(Registros de um conjunto de dados)
⟨

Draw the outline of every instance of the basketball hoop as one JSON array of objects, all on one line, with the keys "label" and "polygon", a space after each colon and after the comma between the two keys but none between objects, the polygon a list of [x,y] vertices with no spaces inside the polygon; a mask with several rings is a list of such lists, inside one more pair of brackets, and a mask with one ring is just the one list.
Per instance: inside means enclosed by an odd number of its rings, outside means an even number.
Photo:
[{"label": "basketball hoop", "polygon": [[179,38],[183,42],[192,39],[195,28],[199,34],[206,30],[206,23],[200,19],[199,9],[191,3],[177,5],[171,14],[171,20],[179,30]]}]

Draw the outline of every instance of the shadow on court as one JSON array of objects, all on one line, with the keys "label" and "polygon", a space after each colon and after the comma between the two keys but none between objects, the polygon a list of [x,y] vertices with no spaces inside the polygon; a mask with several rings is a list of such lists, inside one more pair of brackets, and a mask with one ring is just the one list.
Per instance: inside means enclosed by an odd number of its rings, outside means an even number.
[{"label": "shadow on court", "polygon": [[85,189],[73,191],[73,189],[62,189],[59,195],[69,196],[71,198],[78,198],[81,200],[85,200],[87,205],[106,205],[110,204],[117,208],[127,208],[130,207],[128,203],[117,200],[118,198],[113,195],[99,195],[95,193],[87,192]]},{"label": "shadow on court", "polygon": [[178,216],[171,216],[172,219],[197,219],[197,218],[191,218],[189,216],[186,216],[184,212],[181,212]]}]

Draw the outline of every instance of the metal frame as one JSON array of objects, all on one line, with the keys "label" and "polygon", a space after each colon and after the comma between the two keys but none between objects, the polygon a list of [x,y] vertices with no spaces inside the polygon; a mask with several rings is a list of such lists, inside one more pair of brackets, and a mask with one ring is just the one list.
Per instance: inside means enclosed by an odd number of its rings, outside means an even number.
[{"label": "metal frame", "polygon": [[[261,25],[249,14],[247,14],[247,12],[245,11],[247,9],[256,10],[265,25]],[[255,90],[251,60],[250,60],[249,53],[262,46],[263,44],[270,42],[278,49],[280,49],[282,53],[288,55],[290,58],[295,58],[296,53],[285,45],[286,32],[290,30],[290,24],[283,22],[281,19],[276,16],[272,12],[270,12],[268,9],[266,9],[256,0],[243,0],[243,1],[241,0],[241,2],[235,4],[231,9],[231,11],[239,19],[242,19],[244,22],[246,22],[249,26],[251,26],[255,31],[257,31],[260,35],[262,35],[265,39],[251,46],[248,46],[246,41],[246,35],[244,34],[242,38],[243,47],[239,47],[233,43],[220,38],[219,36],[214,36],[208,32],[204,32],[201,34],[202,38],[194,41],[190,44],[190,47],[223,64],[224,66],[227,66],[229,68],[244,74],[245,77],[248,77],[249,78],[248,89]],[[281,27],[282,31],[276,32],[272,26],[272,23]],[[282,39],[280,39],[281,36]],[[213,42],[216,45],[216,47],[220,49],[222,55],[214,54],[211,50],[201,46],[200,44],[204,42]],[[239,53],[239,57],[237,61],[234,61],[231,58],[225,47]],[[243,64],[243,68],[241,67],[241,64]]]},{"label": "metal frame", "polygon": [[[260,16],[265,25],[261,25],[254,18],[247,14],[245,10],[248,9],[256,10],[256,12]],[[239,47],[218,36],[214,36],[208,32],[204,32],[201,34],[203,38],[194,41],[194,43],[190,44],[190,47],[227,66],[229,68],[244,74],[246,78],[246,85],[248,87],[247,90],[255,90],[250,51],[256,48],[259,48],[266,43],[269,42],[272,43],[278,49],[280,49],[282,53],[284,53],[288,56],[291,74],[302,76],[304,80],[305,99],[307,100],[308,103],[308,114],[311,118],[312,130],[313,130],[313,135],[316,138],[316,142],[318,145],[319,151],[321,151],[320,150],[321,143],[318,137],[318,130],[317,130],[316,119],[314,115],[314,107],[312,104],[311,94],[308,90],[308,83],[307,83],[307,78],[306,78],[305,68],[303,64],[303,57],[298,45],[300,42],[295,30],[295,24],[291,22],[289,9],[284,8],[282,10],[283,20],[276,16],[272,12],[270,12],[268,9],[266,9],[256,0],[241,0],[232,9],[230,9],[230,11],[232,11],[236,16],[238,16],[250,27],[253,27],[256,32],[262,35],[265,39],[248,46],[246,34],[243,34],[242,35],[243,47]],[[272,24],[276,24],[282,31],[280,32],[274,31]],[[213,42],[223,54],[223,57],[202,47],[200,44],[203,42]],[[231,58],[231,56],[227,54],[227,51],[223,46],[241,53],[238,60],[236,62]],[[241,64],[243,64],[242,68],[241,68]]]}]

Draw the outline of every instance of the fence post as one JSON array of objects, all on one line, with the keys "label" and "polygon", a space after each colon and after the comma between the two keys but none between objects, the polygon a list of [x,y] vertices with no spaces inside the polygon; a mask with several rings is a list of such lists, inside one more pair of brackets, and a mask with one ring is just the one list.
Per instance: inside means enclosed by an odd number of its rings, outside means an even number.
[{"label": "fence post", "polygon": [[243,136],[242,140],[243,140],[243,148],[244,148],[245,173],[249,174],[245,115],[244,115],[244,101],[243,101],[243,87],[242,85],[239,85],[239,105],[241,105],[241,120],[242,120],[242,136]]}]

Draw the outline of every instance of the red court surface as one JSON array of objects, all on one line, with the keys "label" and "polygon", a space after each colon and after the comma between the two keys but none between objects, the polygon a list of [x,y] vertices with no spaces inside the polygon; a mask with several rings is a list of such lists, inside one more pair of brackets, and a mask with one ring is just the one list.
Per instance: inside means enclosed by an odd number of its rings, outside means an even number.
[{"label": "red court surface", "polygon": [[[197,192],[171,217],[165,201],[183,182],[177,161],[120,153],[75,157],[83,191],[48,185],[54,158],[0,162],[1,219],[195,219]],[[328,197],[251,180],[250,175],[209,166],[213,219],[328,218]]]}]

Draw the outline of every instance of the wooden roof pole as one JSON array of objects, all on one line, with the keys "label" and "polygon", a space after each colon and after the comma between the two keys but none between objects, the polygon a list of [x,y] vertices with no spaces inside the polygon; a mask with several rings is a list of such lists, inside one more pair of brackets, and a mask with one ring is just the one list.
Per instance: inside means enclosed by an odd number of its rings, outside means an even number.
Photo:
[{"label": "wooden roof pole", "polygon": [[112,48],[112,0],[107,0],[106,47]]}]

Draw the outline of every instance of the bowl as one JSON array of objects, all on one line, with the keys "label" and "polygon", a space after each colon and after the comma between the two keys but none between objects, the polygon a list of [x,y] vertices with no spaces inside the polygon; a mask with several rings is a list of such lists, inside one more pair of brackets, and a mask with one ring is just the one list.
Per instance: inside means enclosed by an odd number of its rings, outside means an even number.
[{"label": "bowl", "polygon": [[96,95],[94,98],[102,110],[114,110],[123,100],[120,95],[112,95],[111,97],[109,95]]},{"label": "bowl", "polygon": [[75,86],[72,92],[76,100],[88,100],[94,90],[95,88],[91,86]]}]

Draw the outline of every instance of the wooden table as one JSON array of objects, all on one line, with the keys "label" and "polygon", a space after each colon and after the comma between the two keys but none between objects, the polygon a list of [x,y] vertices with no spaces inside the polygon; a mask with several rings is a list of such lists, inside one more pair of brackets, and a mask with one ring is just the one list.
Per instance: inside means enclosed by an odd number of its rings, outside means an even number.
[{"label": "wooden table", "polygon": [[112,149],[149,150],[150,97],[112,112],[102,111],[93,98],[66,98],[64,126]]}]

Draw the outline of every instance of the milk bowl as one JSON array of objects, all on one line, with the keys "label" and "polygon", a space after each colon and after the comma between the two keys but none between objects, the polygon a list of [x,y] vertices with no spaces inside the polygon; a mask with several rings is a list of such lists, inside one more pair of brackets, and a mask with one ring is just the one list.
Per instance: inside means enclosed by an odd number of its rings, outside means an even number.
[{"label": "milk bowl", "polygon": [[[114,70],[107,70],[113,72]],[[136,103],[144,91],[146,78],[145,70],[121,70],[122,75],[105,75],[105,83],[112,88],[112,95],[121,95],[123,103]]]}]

⟩

Por favor, identifique e copie todas as linhas dos dados acima que contêm a palavra "shadow", diferenciando maiúsculas de minúsculas.

Draw the outline of every instance of the shadow on court as one JSON array of objects, all on one line, with the keys "label" and "polygon", a space after each colon and after the comma between the two keys but none between objects, the polygon a list of [x,y] vertices with no spaces inside the polygon; a mask with several rings is a list of such lists, inside one more pair of brackets, and a mask with one ring is just the one list.
[{"label": "shadow on court", "polygon": [[85,189],[73,191],[73,189],[62,189],[59,195],[69,196],[71,198],[78,198],[81,200],[85,200],[87,205],[106,205],[110,204],[117,208],[127,208],[130,207],[128,203],[117,200],[118,198],[113,195],[99,195],[95,193],[87,192]]},{"label": "shadow on court", "polygon": [[178,216],[171,216],[172,219],[197,219],[197,218],[191,218],[189,216],[186,216],[184,212],[181,212]]}]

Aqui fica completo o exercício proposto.